[Start SUPPLIED MATERIAL]

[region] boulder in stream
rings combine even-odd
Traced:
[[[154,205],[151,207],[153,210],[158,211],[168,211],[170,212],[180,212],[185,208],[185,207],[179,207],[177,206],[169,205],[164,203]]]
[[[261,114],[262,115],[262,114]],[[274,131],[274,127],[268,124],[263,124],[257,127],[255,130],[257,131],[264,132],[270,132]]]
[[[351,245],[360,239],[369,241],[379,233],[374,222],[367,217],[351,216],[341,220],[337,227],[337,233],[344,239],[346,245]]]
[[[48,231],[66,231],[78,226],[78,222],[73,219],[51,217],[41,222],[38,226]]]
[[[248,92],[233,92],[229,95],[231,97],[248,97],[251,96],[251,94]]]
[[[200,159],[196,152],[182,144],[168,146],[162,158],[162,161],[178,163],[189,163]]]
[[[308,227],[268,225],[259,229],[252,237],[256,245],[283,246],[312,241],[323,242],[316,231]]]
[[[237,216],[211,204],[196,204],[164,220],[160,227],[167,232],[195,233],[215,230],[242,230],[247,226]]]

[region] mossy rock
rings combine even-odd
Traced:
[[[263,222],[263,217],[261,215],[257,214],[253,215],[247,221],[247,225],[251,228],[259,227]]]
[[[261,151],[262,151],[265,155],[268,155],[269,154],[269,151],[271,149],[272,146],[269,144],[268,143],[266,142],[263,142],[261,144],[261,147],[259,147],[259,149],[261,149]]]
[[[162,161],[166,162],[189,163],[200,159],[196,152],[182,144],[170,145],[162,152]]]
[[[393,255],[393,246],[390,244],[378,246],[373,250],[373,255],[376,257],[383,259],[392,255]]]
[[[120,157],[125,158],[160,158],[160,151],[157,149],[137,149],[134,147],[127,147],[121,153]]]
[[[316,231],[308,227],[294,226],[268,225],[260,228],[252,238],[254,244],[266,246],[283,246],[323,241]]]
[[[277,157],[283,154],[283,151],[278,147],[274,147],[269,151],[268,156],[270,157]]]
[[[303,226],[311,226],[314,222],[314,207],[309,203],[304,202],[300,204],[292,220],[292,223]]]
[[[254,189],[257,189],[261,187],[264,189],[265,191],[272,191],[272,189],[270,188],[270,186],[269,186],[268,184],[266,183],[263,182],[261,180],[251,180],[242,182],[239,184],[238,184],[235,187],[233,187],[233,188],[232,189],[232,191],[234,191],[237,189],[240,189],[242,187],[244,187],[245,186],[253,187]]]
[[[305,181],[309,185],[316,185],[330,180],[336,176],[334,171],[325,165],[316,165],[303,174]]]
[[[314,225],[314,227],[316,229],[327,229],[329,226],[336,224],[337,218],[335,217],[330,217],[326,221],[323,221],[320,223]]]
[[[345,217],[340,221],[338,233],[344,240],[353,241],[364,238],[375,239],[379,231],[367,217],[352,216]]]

[End SUPPLIED MATERIAL]

TASK DESCRIPTION
Repeat the lines from the one containing "[region] mossy rock" through the end of the listing, exactly and without any other lines; both ends are included.

SOLUTION BELOW
[region] mossy rock
rings combine even-odd
Traced:
[[[263,222],[263,217],[261,215],[257,214],[253,215],[247,221],[247,225],[251,228],[259,227]]]
[[[261,151],[262,151],[265,155],[268,155],[269,154],[269,151],[271,149],[272,146],[269,144],[268,143],[266,142],[263,142],[261,144],[261,147],[259,147],[259,149],[261,149]]]
[[[162,161],[166,162],[189,163],[200,159],[196,152],[182,144],[170,145],[162,152]]]
[[[393,255],[393,246],[390,244],[378,246],[373,250],[373,255],[376,257],[383,259],[392,255]]]
[[[120,157],[125,158],[160,158],[160,151],[157,149],[137,149],[134,147],[127,147],[121,153]]]
[[[316,231],[308,227],[294,226],[268,225],[260,228],[252,238],[254,244],[266,246],[283,246],[323,241]]]
[[[277,157],[283,154],[283,151],[278,147],[274,147],[269,151],[268,156],[270,157]]]
[[[303,226],[311,226],[314,222],[314,207],[309,203],[304,202],[300,204],[292,220],[292,223]]]
[[[254,189],[257,189],[261,187],[264,189],[265,191],[272,191],[272,189],[270,188],[270,186],[269,186],[268,184],[266,183],[263,182],[261,180],[251,180],[242,182],[239,184],[238,184],[235,187],[233,187],[233,188],[232,189],[232,191],[234,191],[237,189],[240,189],[242,187],[244,187],[245,186],[253,187]]]
[[[305,181],[309,185],[316,185],[330,180],[336,176],[334,171],[325,165],[316,165],[303,174]]]
[[[314,225],[314,227],[316,229],[327,229],[329,226],[336,224],[337,218],[335,217],[330,217],[326,221],[323,221],[320,223]]]
[[[345,217],[340,221],[338,233],[344,240],[353,241],[364,238],[375,239],[379,231],[367,217],[352,216]]]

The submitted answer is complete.